Senin, 14 Januari 2013

Aaron Swartz Bunuh Diri dan Saya Jalan Kaki


Aaron Swartz by Ragesoss, on flickr

Surabaya, 13 Januari 2013
Badan ini masih lelah setap bangun tidur, sepertinya saya harus berolahraga atau memeriksakan diri ke dokter, kondisi pasca-perjalanan di Semarang cukup menghambat aktivitas. Saat bangun tidur tapi belum kuat untuk ngapa-ngapain, yang bisa dilakukan adalah membaca timeline via telepon pintar saya, selain sapaan selamat pagi ada sejumlah kicauan penting muncul seperti protes terhadap pemangkasan masa jabatan komisioner KOMNAS HAM menjadi satu tahun, Bonnie Triyana dari majalah Historia berkicau mendukung (atau mocking) Farrat Abbas menjadi bapak bangsa eh pahlawan proklamator. Berita pagi ini yang bikin sedih adalah Aaron Swartz bunuh diri, gantung diri, pria muda baru berusia 26 tahun, the co-creator of RSS, bergabung dengan Lessig membangun Creative Commons tahun 2002, a hero of the free culture movement. Aaron dituntut oleh pemerintah Amerika Serikat hukuman penjara 35 tahun dan denda jutaan dollar karena perbuatannya nge-hack jutaan jurnal M.I.T untuk disebarkan gratis ke publik, telah menghabiskan banyak dana selama proses hukumnya, dan diduga dia bunuh diri karena tekanan atas tuntutan hukum padanya. Betapa sedih membaca kenyataan ini, seperti sejak Maret 2012 Bassel Khartabil--open source developer--dipenjara, Bassel adalah volunteer to major Internet projects like Creative Commons (www.creativecommons.org), Mozilla Firefox (www.mozilla.org), Wikipedia (www.wikipedia.org), Open Clip Art Library (www.openclipart.org), Fabricatorz (www.fabricatorz.com), dan Sharism (www.sharism.org). seperti yang saya baca di salah satu artikel : "Because destroying the free and open Internet is a very, very smart strategy to save the copyright industry."

[Entri garis batas wilayah]
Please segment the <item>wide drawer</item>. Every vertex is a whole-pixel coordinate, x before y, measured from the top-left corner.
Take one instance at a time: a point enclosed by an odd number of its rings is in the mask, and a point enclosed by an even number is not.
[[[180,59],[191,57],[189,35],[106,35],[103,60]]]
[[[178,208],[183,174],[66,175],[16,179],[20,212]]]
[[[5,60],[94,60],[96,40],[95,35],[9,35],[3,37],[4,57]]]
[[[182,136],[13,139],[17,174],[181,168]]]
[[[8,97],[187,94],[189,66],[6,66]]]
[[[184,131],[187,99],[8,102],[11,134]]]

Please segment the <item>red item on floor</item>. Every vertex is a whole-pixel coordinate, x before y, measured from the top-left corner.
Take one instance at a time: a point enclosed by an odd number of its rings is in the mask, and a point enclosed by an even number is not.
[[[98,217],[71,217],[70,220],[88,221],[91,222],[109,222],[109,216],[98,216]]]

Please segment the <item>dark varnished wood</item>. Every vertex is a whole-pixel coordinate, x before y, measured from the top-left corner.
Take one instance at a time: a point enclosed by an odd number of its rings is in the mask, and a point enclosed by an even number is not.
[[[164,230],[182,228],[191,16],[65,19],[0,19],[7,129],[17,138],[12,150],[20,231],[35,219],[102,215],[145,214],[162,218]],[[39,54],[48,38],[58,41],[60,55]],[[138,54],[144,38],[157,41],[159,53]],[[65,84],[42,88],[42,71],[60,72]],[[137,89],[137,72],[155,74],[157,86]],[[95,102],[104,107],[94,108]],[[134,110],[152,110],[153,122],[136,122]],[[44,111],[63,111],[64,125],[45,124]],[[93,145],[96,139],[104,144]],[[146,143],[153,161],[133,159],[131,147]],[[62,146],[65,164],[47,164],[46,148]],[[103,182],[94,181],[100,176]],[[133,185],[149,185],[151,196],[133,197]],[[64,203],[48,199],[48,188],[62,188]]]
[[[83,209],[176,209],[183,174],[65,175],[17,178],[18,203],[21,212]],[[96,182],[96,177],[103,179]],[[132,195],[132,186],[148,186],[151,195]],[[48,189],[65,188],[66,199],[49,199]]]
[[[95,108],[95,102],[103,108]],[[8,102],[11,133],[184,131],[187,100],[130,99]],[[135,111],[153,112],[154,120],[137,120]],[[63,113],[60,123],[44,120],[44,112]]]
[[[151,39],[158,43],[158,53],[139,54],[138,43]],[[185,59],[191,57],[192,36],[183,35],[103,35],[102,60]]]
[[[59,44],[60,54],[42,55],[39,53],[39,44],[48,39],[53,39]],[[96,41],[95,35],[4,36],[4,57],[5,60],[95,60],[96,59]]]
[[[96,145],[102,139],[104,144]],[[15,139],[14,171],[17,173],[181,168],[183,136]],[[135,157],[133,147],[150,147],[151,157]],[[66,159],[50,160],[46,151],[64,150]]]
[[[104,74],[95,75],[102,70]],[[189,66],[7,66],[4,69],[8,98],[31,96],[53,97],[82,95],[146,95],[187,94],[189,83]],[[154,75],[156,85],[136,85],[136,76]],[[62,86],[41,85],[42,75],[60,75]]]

__Daftar Tugas__.
[1] Tentukan apakah pernyataan (a), (b), dan (c) sesuai dengan teks tentang Aaron Swartz, lalu jawab ya atau tidak beserta kutipan persis dari teks yang menjadi penentunya. (a) Aaron Swartz berusia 26 tahun. (b) Aaron bergabung dengan Lessig membangun Creative Commons pada tahun 2005. (c) Bassel Khartabil dipenjara sejak Maret 2012.
[2] Temukan setiap baris entri yang memuat kata "segment", lalu salin baris-baris itu.
Teks tentang Aaron Swartz dan entri-entri ini tidak saling berkaitan.

__Jawaban Latihan__.
[1]
(a) Ya: "pria muda baru berusia 26 tahun".
(b) Tidak: "bergabung dengan Lessig membangun Creative Commons tahun 2002".
(c) Ya: "sejak Maret 2012 Bassel Khartabil--open source developer--dipenjara".

[2]
Please segment the <item>wide drawer</item>. Every vertex is a whole-pixel coordinate, x before y, measured from the top-left corner.
Please segment the <item>red item on floor</item>. Every vertex is a whole-pixel coordinate, x before y, measured from the top-left corner.
Please segment the <item>dark varnished wood</item>. Every vertex is a whole-pixel coordinate, x before y, measured from the top-left corner.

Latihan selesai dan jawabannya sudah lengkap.